___ Source excerpt

Then came Aap Ki Adalat on India TV, the long-running interview show where host Rajat Sharma puts public figures in the hot seat. Latha sat across from him and spoke about Hyderabad, about Owaisi, about Triple Talaq, about the Hindu community in the Old City and what she called years of political neglect. She embraced her reputation for being aggressive. She did not apologize for anything.
Her first appearance on that show back in April 2024 was so well received that Prime Minister Narendra Modi personally called it exceptional, saying she had made solid points with both logic and passion and encouraging people to watch the repeat telecast.
She is not a nobody making noise from the margins. She has the Prime Minister’s public stamp of approval. That tells you something about how her party views her role in Hyderabad.
The Real Reason This Went National
People keep asking: why did a prayer in a prayer room become this big a deal?
Here is the plain answer.
Because India in 2026 is a country where any act involving both Hindu and Muslim identity in the same frame instantly becomes a national story. It does not matter how small the act is. It does not matter if no one was hurt. The moment those two communities appear together on camera in a context that can be read as friction, however minor, the political machine on both sides kicks into gear.
Latha knew this. She is not naive. She has been in politics long enough to know exactly what posting that video would do. The hashtags were not chosen randomly. The caption was not written in five seconds. That was a considered communication decision.
If a Muslim woman politician had walked into the same room, filmed herself offering Namaz while a Hindu woman was reading the Bhagavad Gita nearby, and posted it with a caption about reclaiming shared spaces for all of India’s children, the people currently defending Latha would be leading the charge against her. And the people currently attacking Latha would probably be celebrating the clip.

______
___ Data rows

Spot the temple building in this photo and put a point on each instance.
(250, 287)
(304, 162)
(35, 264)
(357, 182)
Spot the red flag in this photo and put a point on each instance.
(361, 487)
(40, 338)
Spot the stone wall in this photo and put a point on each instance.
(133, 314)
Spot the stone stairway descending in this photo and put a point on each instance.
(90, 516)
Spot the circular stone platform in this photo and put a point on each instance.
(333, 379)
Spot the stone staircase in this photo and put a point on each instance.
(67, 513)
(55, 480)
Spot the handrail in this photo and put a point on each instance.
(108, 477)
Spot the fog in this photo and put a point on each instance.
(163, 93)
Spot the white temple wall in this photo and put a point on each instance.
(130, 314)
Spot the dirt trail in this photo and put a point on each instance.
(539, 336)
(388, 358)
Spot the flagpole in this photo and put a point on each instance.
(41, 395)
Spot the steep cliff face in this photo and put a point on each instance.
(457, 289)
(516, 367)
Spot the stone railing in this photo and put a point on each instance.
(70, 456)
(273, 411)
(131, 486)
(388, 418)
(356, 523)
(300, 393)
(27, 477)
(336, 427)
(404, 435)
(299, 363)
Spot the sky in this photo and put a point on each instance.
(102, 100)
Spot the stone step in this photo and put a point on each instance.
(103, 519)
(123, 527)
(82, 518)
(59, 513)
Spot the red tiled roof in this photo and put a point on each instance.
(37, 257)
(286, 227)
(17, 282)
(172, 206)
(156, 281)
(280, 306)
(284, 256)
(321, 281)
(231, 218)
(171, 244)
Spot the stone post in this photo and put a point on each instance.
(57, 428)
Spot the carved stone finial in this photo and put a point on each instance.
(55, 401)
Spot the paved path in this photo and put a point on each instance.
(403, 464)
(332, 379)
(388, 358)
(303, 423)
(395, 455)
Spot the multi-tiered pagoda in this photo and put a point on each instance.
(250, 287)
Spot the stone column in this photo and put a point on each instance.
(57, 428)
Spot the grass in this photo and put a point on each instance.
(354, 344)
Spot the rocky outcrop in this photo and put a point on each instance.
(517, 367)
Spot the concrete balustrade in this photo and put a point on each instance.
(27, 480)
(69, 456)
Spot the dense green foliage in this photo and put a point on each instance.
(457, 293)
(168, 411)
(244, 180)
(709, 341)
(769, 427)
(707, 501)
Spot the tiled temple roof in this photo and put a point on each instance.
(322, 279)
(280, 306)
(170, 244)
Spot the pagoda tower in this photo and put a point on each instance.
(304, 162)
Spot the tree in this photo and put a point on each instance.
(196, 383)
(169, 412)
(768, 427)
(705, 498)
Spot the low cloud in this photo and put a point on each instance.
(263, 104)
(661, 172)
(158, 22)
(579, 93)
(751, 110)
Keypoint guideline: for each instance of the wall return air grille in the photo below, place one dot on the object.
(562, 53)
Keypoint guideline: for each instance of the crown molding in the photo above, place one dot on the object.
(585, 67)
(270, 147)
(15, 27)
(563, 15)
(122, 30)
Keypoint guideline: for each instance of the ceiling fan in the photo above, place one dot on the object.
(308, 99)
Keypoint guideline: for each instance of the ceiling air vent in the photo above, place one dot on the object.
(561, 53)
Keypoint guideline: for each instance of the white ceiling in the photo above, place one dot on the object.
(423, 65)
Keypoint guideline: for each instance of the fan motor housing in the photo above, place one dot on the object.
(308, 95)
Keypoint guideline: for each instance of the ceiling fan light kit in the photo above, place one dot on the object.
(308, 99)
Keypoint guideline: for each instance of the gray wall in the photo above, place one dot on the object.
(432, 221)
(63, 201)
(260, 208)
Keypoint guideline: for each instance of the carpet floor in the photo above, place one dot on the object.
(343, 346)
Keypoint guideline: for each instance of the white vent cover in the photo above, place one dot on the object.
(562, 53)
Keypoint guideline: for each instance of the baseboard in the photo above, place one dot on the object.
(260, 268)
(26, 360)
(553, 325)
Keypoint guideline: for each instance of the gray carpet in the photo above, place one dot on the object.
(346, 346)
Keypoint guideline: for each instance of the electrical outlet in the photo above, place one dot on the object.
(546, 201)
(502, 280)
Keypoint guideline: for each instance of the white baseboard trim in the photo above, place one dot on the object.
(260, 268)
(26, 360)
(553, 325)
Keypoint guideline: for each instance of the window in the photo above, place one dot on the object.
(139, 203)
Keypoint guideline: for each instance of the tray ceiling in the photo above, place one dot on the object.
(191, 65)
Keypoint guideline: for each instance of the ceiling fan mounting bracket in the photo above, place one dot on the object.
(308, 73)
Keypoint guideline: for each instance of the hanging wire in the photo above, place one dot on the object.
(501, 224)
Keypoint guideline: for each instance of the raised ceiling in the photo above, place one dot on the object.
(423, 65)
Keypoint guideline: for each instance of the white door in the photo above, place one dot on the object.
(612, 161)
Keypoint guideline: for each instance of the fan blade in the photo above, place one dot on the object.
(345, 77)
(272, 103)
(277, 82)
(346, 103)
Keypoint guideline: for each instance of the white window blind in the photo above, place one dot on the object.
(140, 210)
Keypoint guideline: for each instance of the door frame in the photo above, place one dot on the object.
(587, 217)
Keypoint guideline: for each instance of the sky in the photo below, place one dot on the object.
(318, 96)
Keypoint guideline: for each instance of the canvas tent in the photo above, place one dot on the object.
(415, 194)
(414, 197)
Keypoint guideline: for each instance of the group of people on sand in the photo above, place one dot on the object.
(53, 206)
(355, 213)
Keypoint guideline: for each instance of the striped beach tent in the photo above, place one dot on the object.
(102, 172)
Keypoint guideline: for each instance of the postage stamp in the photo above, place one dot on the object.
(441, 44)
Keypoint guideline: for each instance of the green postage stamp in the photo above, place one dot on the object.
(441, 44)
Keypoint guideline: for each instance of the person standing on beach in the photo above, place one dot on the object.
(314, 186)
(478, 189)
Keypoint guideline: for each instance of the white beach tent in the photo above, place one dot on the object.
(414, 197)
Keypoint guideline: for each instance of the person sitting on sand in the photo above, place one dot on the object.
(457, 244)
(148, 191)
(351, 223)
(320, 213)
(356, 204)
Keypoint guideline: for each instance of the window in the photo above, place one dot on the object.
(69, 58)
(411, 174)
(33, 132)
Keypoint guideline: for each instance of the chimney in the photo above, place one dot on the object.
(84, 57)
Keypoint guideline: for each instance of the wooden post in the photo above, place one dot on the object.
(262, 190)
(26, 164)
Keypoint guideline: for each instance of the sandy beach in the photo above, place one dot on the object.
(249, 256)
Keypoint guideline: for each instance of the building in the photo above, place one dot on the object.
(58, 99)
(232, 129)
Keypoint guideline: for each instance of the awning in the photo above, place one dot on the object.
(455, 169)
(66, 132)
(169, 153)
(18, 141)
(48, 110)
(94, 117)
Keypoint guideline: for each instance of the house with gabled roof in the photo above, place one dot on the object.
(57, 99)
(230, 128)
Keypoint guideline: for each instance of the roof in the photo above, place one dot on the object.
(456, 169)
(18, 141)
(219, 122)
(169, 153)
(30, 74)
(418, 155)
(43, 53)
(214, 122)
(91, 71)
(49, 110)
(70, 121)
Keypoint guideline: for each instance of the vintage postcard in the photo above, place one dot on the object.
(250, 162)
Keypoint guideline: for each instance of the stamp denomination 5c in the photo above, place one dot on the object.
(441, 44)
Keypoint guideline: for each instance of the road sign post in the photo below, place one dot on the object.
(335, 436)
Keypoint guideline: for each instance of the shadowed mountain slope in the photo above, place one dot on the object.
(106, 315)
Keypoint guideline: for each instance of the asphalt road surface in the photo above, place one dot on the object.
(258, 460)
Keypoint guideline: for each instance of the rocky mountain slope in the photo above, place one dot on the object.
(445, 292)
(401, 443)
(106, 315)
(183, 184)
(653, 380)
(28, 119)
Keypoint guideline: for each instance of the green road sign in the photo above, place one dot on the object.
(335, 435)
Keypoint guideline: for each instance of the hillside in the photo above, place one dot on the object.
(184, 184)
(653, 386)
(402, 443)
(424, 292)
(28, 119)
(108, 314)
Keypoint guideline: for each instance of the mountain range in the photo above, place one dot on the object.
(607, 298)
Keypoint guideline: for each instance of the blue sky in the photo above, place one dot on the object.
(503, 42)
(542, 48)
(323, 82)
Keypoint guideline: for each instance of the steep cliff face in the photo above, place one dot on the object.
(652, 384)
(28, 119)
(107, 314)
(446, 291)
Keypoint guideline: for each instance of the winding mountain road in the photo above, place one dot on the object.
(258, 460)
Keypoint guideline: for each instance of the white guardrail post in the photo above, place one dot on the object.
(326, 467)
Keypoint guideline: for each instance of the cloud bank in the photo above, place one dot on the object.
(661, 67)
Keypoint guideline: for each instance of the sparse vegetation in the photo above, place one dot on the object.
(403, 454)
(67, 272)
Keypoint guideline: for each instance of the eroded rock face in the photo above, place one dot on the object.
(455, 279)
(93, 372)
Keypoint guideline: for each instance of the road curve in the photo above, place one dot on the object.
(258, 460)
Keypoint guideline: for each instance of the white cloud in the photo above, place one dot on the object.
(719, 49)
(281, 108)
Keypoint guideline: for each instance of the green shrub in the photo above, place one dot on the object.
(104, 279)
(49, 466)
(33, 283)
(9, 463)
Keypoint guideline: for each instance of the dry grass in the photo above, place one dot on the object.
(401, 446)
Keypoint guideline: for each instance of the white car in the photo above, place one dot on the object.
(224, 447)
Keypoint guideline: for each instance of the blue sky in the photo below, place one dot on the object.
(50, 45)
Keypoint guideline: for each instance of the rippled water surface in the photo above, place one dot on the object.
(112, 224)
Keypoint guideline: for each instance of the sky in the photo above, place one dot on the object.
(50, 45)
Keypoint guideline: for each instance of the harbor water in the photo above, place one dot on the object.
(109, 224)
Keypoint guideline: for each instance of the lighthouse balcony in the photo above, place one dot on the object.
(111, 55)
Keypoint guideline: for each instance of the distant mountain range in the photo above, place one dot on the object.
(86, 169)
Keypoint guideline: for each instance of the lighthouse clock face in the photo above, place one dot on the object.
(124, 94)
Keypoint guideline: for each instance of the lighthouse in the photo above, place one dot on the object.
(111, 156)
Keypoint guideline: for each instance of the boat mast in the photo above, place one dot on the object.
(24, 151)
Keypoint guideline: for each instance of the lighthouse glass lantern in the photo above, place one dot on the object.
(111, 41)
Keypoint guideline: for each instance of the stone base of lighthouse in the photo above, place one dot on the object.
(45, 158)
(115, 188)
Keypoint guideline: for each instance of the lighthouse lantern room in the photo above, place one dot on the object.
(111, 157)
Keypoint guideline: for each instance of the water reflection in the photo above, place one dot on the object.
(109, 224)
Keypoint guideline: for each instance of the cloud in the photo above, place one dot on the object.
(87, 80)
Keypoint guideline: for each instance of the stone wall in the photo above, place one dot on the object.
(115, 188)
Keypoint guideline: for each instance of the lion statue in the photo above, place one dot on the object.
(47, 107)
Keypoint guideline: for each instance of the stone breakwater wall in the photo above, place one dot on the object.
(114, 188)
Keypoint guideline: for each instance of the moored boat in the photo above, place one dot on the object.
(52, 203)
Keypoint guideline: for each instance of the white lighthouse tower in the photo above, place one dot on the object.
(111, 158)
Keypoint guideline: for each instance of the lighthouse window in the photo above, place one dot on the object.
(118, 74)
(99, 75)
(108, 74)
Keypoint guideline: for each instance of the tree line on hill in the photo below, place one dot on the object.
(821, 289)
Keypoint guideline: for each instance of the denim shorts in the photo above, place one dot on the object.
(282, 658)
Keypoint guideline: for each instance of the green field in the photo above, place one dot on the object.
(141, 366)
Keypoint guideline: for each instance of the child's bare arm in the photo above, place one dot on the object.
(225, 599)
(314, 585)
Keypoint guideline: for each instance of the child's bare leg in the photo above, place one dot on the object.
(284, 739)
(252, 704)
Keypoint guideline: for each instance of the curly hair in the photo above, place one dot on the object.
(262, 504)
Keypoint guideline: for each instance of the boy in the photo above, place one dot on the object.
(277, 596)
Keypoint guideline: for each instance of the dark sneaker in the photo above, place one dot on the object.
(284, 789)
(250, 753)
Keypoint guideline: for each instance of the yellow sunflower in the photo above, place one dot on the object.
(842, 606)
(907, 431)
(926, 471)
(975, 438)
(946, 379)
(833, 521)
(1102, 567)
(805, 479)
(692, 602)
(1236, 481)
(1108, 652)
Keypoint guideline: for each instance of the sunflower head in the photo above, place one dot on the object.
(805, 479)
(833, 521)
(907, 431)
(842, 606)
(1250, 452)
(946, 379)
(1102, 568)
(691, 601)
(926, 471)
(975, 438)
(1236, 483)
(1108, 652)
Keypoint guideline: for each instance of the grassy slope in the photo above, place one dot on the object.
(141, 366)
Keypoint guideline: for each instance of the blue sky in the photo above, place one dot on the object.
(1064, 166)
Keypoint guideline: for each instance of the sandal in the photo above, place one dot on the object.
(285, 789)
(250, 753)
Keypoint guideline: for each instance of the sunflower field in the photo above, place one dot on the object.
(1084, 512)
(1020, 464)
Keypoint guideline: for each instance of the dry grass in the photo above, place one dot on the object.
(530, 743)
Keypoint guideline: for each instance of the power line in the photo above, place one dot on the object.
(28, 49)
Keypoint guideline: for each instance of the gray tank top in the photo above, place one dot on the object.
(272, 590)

______

■ **Set problem 1**
Rewrite the passage about Latha from "She is not a" to "the plain answer.", changing "prayer room" to "meditation hall".
■ **Set problem 2**
Continue the passage about Latha from the point where it ends.

■ **Written response 1**
She is not a nobody making noise from the margins. She has the Prime Minister’s public stamp of approval. That tells you something about how her party views her role in Hyderabad.
The Real Reason This Went National
People keep asking: why did a prayer in a meditation hall become this big a deal?
Here is the plain answer.

■ **Written response 2**
That is not a guess. That is just how Indian political social media works and everyone knows it.
Pointing this out is not about defending or attacking anyone. It is about being straight with the reader. The outrage in this country is rarely about principle. It is usually about which team is doing the thing.
Where Things Stand Right Now

As of today, March 25, no action has been taken against Latha. The MBT complaint in Hyderabad is sitting with the police. The video is still up. The arguments are still going on television panels where six people shout over each other and nobody changes their mind.
Latha has not walked anything back. She does not tend to.
The Muslim women in that video have not spoken publicly. They probably just wanted to catch their flights.
And the prayer room at IGI Airport is still there, still open, still waiting for the next tired traveler who needs a few minutes of quiet before stepping back into the chaos of the terminal.
That room was built on a decent idea. The idea that in a country as big and complicated and religiously layered as India, you should be able to find five minutes of peace regardless of what you believe.
It is a shame the idea has to keep defending itself.